(Natural language region descriptions)

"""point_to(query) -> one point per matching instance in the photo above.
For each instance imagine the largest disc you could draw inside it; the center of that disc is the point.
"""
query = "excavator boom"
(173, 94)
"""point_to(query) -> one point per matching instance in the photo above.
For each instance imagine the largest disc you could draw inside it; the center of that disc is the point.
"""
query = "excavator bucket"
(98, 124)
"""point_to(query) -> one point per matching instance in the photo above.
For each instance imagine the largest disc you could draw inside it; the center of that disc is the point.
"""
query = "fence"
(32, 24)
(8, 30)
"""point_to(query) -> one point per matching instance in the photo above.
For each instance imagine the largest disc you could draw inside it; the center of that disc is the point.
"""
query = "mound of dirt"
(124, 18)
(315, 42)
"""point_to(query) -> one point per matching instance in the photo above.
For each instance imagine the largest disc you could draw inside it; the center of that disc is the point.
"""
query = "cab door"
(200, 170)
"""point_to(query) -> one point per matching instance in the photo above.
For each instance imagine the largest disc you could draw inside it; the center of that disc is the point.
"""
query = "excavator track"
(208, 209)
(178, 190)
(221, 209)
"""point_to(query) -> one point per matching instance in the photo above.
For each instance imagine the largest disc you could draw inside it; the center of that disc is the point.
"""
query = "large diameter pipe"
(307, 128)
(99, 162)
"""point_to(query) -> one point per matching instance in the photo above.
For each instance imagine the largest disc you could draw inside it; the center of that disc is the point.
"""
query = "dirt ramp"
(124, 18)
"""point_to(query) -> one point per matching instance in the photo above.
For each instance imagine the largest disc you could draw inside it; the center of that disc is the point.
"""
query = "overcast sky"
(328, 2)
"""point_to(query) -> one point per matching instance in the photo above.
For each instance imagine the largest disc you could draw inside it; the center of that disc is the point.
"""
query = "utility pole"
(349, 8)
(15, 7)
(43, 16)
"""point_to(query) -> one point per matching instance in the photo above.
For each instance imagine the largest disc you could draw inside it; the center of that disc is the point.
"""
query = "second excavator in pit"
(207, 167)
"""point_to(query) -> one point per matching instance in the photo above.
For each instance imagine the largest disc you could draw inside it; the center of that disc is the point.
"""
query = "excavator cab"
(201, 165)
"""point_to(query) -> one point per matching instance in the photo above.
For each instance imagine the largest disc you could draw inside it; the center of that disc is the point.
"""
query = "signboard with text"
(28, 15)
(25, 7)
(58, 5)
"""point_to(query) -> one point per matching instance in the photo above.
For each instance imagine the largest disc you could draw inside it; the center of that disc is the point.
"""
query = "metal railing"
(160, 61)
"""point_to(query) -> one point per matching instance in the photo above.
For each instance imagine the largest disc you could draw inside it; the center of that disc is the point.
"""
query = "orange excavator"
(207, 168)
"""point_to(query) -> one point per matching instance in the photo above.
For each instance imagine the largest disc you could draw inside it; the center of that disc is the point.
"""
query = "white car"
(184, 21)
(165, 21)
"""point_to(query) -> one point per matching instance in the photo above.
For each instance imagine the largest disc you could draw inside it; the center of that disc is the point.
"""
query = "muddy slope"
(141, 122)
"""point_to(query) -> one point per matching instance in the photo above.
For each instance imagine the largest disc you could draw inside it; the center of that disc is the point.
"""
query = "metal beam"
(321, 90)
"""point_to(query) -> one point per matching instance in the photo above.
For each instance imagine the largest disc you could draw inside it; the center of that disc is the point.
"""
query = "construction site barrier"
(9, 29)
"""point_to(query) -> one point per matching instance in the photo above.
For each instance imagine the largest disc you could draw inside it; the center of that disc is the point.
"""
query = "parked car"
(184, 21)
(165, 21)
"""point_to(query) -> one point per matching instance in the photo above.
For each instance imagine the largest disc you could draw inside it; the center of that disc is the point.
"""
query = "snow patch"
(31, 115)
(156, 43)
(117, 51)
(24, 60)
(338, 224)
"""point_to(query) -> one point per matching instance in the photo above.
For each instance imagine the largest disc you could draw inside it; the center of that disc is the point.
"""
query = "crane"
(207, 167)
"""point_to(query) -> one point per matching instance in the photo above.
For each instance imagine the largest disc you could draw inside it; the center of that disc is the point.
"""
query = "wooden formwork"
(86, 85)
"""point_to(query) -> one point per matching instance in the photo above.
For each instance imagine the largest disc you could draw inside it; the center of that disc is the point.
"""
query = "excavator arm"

## The task
Each record should be transcribed exactly as it was written.

## Answer for the task
"""point_to(query) -> one point per matching instance in the photo above.
For each instance imagine the largest disc you could draw inside it; the center of that disc is the point.
"""
query = "excavator boom"
(173, 94)
"""point_to(query) -> one point per matching instance in the photo above.
For each instance imagine the largest disc you could draw inside it; the center of that disc is the point.
"""
query = "excavator bucket"
(98, 124)
"""point_to(query) -> one point per matching instance in the photo above.
For each instance imagine the largest disc you could draw inside it; the center of that disc is the point.
"""
query = "fence"
(32, 24)
(8, 30)
"""point_to(query) -> one point per matching instance in the photo above.
For each instance imagine the largest disc you could draw inside it; the center of that disc is the point.
"""
query = "mound of dirt"
(124, 18)
(315, 42)
"""point_to(query) -> one point per matching instance in the photo above.
For each instance imagine the largest disc you could draw inside it; the center of that disc is the point.
"""
query = "cab door"
(200, 170)
"""point_to(query) -> one point per matching instance in the photo above.
For each instance imagine the largest disc you could draw inside it; the center of that disc is the point.
"""
query = "excavator track"
(208, 209)
(178, 190)
(221, 209)
"""point_to(query) -> one point per matching instance in the photo above.
For each instance imagine the largest disc you could draw inside it; the center of that disc is the point.
"""
query = "large diameter pipe"
(307, 128)
(99, 162)
"""point_to(query) -> one point per matching instance in the photo above.
For each instance imagine the largest disc you could draw inside it; the center of that disc is the point.
"""
query = "dirt ramp"
(124, 18)
"""point_to(query) -> one point per matching instance in the photo above.
For each instance imagine the largest disc you could draw inside it; the center of that disc is the point.
"""
query = "overcast sky"
(328, 2)
"""point_to(query) -> one point per matching instance in the photo above.
For each instance imagine the largest disc you could draw inside it; the center of that disc is the point.
"""
query = "utility pole"
(349, 8)
(15, 7)
(43, 16)
"""point_to(query) -> one point per matching instance in the photo above.
For each instance imagine the largest disc you could draw inside it; the center of that disc is the point.
"""
query = "second excavator in pit"
(207, 167)
"""point_to(query) -> one point per matching instance in the photo above.
For each instance imagine the largest disc you could draw inside it; the center of that disc is the point.
"""
query = "excavator cab"
(201, 165)
"""point_to(query) -> one point per matching instance in the photo above.
For each instance imagine the largest disc you could draw inside it; the center of that disc is the point.
"""
query = "signboard with text"
(28, 15)
(25, 7)
(58, 5)
"""point_to(query) -> one point per matching instance in the photo above.
For each instance imagine the largest disc you could draw inside it; the center of that disc is the point.
"""
query = "metal railing"
(160, 61)
"""point_to(query) -> one point per matching instance in the photo above.
For each instance imagine the largest disc you could draw inside it; the center of that disc is the point.
"""
query = "orange excavator"
(207, 168)
"""point_to(query) -> one point per matching instance in the photo above.
For each instance imagine the largest disc you could draw inside it; the center of that disc is the point.
"""
query = "white car"
(184, 21)
(165, 21)
"""point_to(query) -> one point per matching instance in the photo above.
For each instance imagine the largest disc you could draw inside it; the center of that disc is the point.
"""
query = "muddy slope"
(141, 122)
"""point_to(query) -> one point per matching instance in the photo above.
For each instance imagine the largest disc you could draw inside it; the center of that disc is the point.
"""
query = "metal beam"
(321, 90)
"""point_to(query) -> one point per matching instance in the photo above.
For each instance imagine the largest disc you could draw inside it; the center of that disc is the point.
"""
query = "construction site barrier"
(9, 29)
"""point_to(query) -> one point per matching instance in the photo above.
For each instance imagine the largest disc you could draw inside it; the center of that disc is the point.
"""
query = "parked car"
(184, 21)
(165, 21)
"""point_to(query) -> one point per matching instance in the photo above.
For each instance imagine the largest disc you could draw inside it; the center of that disc is the point.
"""
query = "snow patch"
(31, 115)
(156, 43)
(117, 51)
(24, 60)
(338, 224)
"""point_to(query) -> one point per matching instance in the photo above.
For each instance imagine the largest disc you could draw inside it; the center of that disc is the point.
"""
query = "crane"
(207, 167)
"""point_to(query) -> one point per matching instance in the photo above.
For each instance imagine the largest disc you could draw inside it; the center of that disc is the point.
"""
query = "wooden formwork"
(86, 85)
"""point_to(query) -> one point per matching instance in the photo above.
For each instance imagine the largest disc you could draw inside it; the center of that disc is the point.
"""
query = "excavator arm"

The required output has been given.